§ TO BE DONE
Pick up the release notes below where they stop and continue them.

─── SELECTED TEXT ───

Changes since v0.10.1

Controller

  • fix: switch pod restart to use evict API to honor PDBs
  • fix: ephemeral metadata injection was dropping metadata injected by mutating webhooks
  • fix: requiredForCompletion did not work for an experiment started by a rollout
  • fix: Add missing RoleBinding file to namespace installation

v0.10.1

Changes since v0.10.0

Controller

  • fix: Correct Istio VirtualService immediately (#874)
  • fix: restart was restarting too many pods when available > spec.replicas (#856)

Plugin

  • fix: plugin incorrectly treated v0.9 rollout as v0.10 when it had numeric observedGeneration (#875)

v0.10.0

Notable Features

  • Ability to set canary vs. stable ephemeral metadata on rollout Pods during an update
  • Support new metric providers: New Relic, Datadog
  • Ability to control canary scale during an update
  • Ability to restart up to maxUnavailable pods at a time for a canary rollout
  • Ability to self reference rollout metadata as arguments to analysis
  • Ability to fully promote blue-green and canary rollouts (skipping steps, analysis, pauses)
  • kubectl-argo-rollouts plugin command to lint rollout
  • kubectl-argo-rollouts plugin command to undo a rollout (same as kubectl rollout undo)

Upgrade Notes

Rollouts v0.10 has switched to using Kubernetes CRD Status Subresources (PR #789). This feature allows the rollout controller to record the numeric metadata.generation into status.observedGeneration which provides a reliable indicator of a Rollout who's spec has (or has not yet) been observed by the controller (for example if the argo-rollouts controller was down or delayed).

A consequence of this change, is that the v0.10 rollout controller should be used with the v0.10 kubectl-argo-rollouts plugin in order to perform actions such as abort, pause, promote. Similarly, Argo CD v1.8 should be with the v0.10 rollout controller when performing those same actions. Both kubectl-argo-rollouts plugin v0.10 and Argo CD v1.8 are backwards compatible with v0.9 rollouts controller.

Changes since v0.9

Controller

  • feat: set canary/stable ephemeral metadata to pods during updates (#770)
  • feat: add support for valueFrom in analysis arguments. (#797)
  • feat: Adding rollout_info_replicas_desired metric. Fixes #748 (#749)
  • feat: restart pods up to maxUnavailable at a time
  • feat: add full rollout promotion (skip analysis, pause, steps)
  • feat: use CRD status subresource (#789)
  • feat: Allow setting canary weight without side-effects. Fixes #556 (#677)
  • fix: namespaced scoped controller support (#818)
  • fix: fetch secrets on-demand to fix controller boot for large clusters (#829)

Analysis

  • feat: Add New Relic metricprovider (#772)
  • feat: Add Datadog metric provider. Fixes #702 (#705)

Plugin

  • feat: Implement kubectl argo rollouts lint
  • feat: Add undo command in kubectl plugin. Fixes #575 (#812)

─── RAW DATA ───

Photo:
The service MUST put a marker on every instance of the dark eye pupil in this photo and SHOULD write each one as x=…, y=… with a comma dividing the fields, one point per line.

───

§ REPLY TO THE EXERCISE
  • fix: kubectl plugin should use dynamic client

Misc

  • fix: rollout kustomize transform analysis ref should use templateName instead of name (#809)
  • fix: add missing Service kustomize name reference in trafficRouting/alb/rootService (#699)

v0.9.3

Changes since v0.9.2

Controller

  • fix: scaleDownDelayRevisionLimit was off by one (#816)
  • fix: background analysis refs were not verified. requeue InvalidSpec rollouts (#814)
  • fix(controller): fix unhandled panic from malformed rollout (#801)
  • fix(controller): validation should not consider privileged security context (#802)

v0.9.2

Changes since v0.9.1

Controller

  • fix(controller): controller did not honor maxUnavailable during rollback (#786)
  • fix(controller): blue-green with analysis was broken (#780)
  • fix(controller): blue-green fast-tracked rollbacks would still start analysis templates
  • fix(controller): prePromotionAnalysis with previewReplicaCount would pause indefinitely w/o running analysis
  • fix(controller): calculate available replicas from active ReplicaSet (#757)

Plugin

  • feat(plugin): indicate the stable ReplicaSet for blue-green rollouts in plugin
  • feat(plugin): plugin now surfaces InvalidSpec errors and failed analysisrun messages (#729)
  • fix(plugin): bluegreen scaleDownDelay was delaying Healthy status. Present errors in message field (#768)

v0.9.1

Changes since v0.9.0

General

  • feat: writeback rollout updates to informer to prevent stale data (#726)
  • fix: unavailable stable RS was not scaled down to make room for canary (#739)
  • fix: make controllers tolerant to spec marshalling errors (#666)
  • perf: Create IstioVirtualServiceLister (#656)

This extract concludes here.